**Stated exercise**
Produce a verbatim copy of the entries listed below.
-- START Data excerpts --
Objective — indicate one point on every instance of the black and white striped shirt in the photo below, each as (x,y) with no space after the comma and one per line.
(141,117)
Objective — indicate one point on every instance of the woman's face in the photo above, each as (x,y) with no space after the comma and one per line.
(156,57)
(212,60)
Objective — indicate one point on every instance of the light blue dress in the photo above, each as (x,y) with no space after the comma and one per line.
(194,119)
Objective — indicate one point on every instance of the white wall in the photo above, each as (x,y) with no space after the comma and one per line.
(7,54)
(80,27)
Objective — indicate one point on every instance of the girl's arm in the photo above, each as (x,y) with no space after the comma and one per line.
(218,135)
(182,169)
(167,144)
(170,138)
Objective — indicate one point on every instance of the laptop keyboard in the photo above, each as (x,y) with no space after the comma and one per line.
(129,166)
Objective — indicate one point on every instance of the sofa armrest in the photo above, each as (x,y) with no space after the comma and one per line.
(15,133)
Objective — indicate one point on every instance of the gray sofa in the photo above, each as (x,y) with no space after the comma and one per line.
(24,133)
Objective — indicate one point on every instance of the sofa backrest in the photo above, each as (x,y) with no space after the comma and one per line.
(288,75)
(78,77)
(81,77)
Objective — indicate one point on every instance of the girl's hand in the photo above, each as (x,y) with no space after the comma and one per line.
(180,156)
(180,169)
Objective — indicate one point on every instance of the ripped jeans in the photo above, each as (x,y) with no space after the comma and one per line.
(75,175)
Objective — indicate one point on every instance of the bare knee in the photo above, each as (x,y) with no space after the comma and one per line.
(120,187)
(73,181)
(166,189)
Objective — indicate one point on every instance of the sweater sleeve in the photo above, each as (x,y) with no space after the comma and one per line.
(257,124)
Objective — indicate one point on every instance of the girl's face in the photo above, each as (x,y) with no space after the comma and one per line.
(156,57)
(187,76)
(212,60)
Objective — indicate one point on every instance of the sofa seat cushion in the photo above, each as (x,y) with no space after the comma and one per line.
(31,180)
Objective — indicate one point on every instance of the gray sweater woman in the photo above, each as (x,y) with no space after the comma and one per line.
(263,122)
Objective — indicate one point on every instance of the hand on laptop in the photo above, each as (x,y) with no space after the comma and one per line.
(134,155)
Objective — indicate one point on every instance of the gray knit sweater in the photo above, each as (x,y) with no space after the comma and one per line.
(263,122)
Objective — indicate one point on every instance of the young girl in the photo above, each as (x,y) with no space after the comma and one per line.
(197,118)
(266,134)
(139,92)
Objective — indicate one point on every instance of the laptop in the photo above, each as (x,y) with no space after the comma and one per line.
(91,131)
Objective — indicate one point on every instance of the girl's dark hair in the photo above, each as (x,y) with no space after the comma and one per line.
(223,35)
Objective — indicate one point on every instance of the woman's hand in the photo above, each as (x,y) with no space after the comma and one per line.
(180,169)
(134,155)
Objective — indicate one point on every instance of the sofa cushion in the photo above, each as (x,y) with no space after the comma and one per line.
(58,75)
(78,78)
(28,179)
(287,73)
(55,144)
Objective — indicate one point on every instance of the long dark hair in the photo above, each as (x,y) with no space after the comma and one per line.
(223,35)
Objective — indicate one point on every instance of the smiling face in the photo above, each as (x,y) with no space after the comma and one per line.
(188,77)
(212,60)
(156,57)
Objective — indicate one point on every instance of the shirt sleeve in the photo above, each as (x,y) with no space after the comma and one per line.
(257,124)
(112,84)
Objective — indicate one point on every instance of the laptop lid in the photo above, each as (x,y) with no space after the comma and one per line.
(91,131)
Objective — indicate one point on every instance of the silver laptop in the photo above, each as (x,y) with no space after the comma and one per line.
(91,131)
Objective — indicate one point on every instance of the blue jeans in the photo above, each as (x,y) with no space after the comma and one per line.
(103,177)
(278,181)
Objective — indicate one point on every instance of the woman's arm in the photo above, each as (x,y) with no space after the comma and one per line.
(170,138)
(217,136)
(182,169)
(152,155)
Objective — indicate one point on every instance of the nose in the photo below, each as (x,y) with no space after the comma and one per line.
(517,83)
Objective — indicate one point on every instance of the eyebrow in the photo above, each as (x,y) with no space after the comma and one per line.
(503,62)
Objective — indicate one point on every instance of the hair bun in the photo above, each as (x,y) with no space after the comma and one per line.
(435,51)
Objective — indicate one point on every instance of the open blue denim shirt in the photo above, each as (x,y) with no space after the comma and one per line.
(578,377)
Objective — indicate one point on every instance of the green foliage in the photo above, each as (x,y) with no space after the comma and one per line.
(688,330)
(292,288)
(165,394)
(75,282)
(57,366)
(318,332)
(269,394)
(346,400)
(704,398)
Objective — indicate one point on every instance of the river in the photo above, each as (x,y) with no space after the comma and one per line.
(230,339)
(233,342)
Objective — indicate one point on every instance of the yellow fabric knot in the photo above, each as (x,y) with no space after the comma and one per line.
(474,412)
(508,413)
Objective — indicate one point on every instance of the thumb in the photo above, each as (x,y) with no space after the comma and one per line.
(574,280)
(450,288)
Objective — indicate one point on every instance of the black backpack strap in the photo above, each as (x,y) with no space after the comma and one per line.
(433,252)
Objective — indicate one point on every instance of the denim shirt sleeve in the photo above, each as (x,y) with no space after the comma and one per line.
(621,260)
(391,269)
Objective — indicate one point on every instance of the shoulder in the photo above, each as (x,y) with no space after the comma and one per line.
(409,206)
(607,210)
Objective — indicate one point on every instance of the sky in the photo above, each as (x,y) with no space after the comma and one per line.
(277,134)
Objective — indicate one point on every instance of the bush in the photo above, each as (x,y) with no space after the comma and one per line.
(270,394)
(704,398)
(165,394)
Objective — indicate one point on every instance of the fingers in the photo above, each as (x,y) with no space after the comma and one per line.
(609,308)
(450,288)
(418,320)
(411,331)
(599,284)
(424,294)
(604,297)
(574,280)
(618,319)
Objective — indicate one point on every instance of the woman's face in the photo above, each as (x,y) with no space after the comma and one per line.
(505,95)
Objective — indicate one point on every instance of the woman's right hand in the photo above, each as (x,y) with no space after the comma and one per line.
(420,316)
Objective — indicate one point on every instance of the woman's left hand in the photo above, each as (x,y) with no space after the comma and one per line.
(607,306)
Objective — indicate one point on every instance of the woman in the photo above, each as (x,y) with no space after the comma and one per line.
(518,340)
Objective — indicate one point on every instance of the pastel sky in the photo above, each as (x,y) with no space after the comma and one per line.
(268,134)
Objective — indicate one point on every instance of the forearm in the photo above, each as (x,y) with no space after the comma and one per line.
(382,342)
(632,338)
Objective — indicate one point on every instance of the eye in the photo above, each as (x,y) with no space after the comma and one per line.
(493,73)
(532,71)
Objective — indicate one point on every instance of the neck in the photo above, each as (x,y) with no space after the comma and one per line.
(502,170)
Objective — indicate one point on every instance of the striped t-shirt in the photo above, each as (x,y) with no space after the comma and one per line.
-- END Data excerpts --
**Complete answer**
Objective — indicate one point on every instance of the black and white striped shirt in the photo below, each as (x,y) with no space after the comma and one per line.
(141,117)
Objective — indicate one point on every instance of the woman's face in the photo above, each as (x,y) with no space after the comma and one per line.
(156,57)
(212,60)
Objective — indicate one point on every instance of the light blue dress in the photo above, each as (x,y) with no space after the comma and one per line.
(194,119)
Objective — indicate one point on every instance of the white wall in the photo above, each as (x,y) with no space after the comma and one per line.
(7,54)
(80,27)
Objective — indicate one point on every instance of the girl's arm in the photo above, each as (x,y) with no space after the comma and one per line.
(218,135)
(182,169)
(167,144)
(170,138)
Objective — indicate one point on every instance of the laptop keyboard in the photo above, each as (x,y) with no space after the comma and one per line.
(129,166)
Objective — indicate one point on every instance of the sofa armrest in the photo above, each as (x,y) with no space after the comma and one per line.
(15,133)
Objective — indicate one point on every instance of the gray sofa in the photo above, each as (x,y) with no space after the comma and one per line.
(24,133)
Objective — indicate one point on every instance of the sofa backrest in the photo above, each as (x,y) with no space after the comma and one per line.
(288,75)
(78,77)
(81,77)
Objective — indicate one point on every instance of the girl's hand in the photo above, each as (x,y) with no space after the comma and one per line.
(180,156)
(180,169)
Objective — indicate one point on every instance of the ripped jeans in the photo above, each as (x,y) with no space after the comma and one per line.
(75,175)
Objective — indicate one point on every instance of the bare knee in the photo above, each as (x,y) with no space after the comma and one per line.
(120,187)
(73,181)
(166,189)
Objective — indicate one point on every instance of the sweater sleeve in the photo above, each as (x,y) with no space after the comma and one per line.
(257,124)
Objective — indicate one point on every instance of the girl's face in the photo above, each as (x,y) with no space after the comma and one per line.
(156,57)
(187,76)
(212,60)
Objective — indicate one point on every instance of the sofa seat cushion in the photo above, each as (x,y) with no space after the comma and one per line.
(31,180)
Objective — indicate one point on every instance of the gray sweater woman in the photo above, each as (x,y) with no space after the comma and one per line.
(263,122)
Objective — indicate one point on every instance of the hand on laptop in the photo above, each as (x,y) with no space after the comma and one per line.
(134,155)
Objective — indicate one point on every instance of the gray knit sweater in the photo above, each as (x,y) with no space after the comma and one per line.
(263,122)
Objective — indicate one point on every instance of the young girl in the photo above, each as (x,y) with no space after the comma and one per line.
(197,118)
(266,134)
(139,92)
Objective — indicate one point on every instance of the laptop in the photo above, each as (x,y) with no space after the comma and one per line.
(91,131)
Objective — indicate one point on every instance of the girl's dark hair in the photo above, each as (x,y) with no space after the comma and one per line.
(223,35)
Objective — indicate one point on every instance of the woman's hand in the photo above, each as (x,y) with no space after the comma and one per line.
(180,169)
(134,155)
Objective — indicate one point on every instance of the sofa cushion in the photo above, each as (x,y) with no space after the comma and one per line.
(58,75)
(78,78)
(28,179)
(287,73)
(55,144)
Objective — indicate one point on every instance of the long dark hair in the photo above, each as (x,y) with no space after the comma and one per line.
(223,35)
Objective — indicate one point on every instance of the smiling face in the photo above, each as (x,y) with no space after the comma and one per line.
(188,77)
(212,60)
(156,57)
Objective — indicate one point on every instance of the shirt sleeve in the photo above, each as (x,y) with no space after the comma and one per line.
(257,124)
(112,84)
Objective — indicate one point on every instance of the laptop lid in the photo above, each as (x,y) with no space after the comma and one per line.
(91,131)
Objective — indicate one point on every instance of the silver laptop in the photo above, each as (x,y) with no space after the comma and one per line.
(91,131)
Objective — indicate one point on every instance of the blue jeans in the photo above, each as (x,y) with no space after the comma and one per line.
(103,177)
(278,181)
Objective — indicate one point on every instance of the woman's arm in the photo above, each as (x,y) with no space after the comma and one per line.
(170,138)
(217,136)
(182,169)
(152,155)
Objective — indicate one point on every instance of the nose in the photo below, each as (x,y) with no space after the comma and one per line.
(517,83)
Objective — indicate one point on every instance of the eyebrow in the photo above, each as (x,y) with no space after the comma and one per line.
(503,62)
Objective — indicate one point on every instance of the hair bun in the photo above, each as (x,y) with no space after the comma and one per line.
(435,51)
Objective — indicate one point on every instance of the open blue denim shirt in the photo above, each as (x,y) with no space after the comma and one per line.
(578,377)
Objective — indicate one point on every instance of the green foliage in the photo above, each as (x,y) with no space after the comma and one per line.
(688,330)
(292,288)
(165,394)
(75,282)
(57,366)
(318,332)
(269,394)
(346,400)
(704,398)
Objective — indicate one point on every instance of the river in the photo above, each as (x,y) with no space after the comma and one per line.
(230,339)
(233,342)
Objective — indicate one point on every instance of the yellow fabric knot in the photo above, each as (x,y) with no space after the comma and one per line.
(474,412)
(508,413)
Objective — indicate one point on every instance of the thumb in the photo above, each as (x,y) with no space after the comma and one per line.
(574,280)
(450,288)
Objective — indicate one point on every instance of the black backpack strap in the photo above, each as (x,y) with no space after the comma and one per line.
(433,252)
Objective — indicate one point on every instance of the denim shirt sleeve in the photo above, each as (x,y) with no space after the comma and one per line.
(621,260)
(391,269)
Objective — indicate one point on every instance of the shoulder in the photo above, each as (x,y) with no space after the comma and one per line.
(409,206)
(607,210)
Objective — indicate one point on every instance of the sky in the photo above, each as (x,y) with no space after the comma and one per line.
(277,134)
Objective — indicate one point on every instance of the bush in the photo above, each as (x,y) with no space after the comma and one per line.
(270,394)
(704,398)
(165,394)
Objective — indicate one point on every instance of the fingers in the photo above, each as (x,y) with no space after the comma and one per line.
(609,308)
(450,288)
(418,320)
(411,331)
(599,284)
(424,294)
(604,297)
(574,280)
(618,319)
Objective — indicate one point on every instance of the woman's face in the photo above, each as (x,y) with no space after the comma and one per line.
(505,95)
Objective — indicate one point on every instance of the woman's right hand in the photo above, each as (x,y) with no space after the comma and one per line.
(420,316)
Objective — indicate one point on every instance of the woman's left hand in the photo above, each as (x,y) with no space after the comma and one per line.
(607,306)
Objective — indicate one point on every instance of the woman in the photo above, each as (x,y) with no space after the comma and one per line.
(518,340)
Objective — indicate one point on every instance of the pastel sky in the photo above, each as (x,y) with no space after the comma and one per line.
(268,134)
Objective — indicate one point on every instance of the forearm in the photo above, each as (x,y) with no space after the comma and one per line.
(382,342)
(632,338)
Objective — indicate one point on every instance of the eye in the photo above, each as (x,y) with no space after the comma and one per line.
(493,73)
(532,71)
Objective — indicate one point on every instance of the neck in the photo above, each as (x,y) with no space after the comma and one per line.
(502,170)
Objective — indicate one point on every instance of the striped t-shirt in the photo above, each as (x,y) with no space after the comma and one per line.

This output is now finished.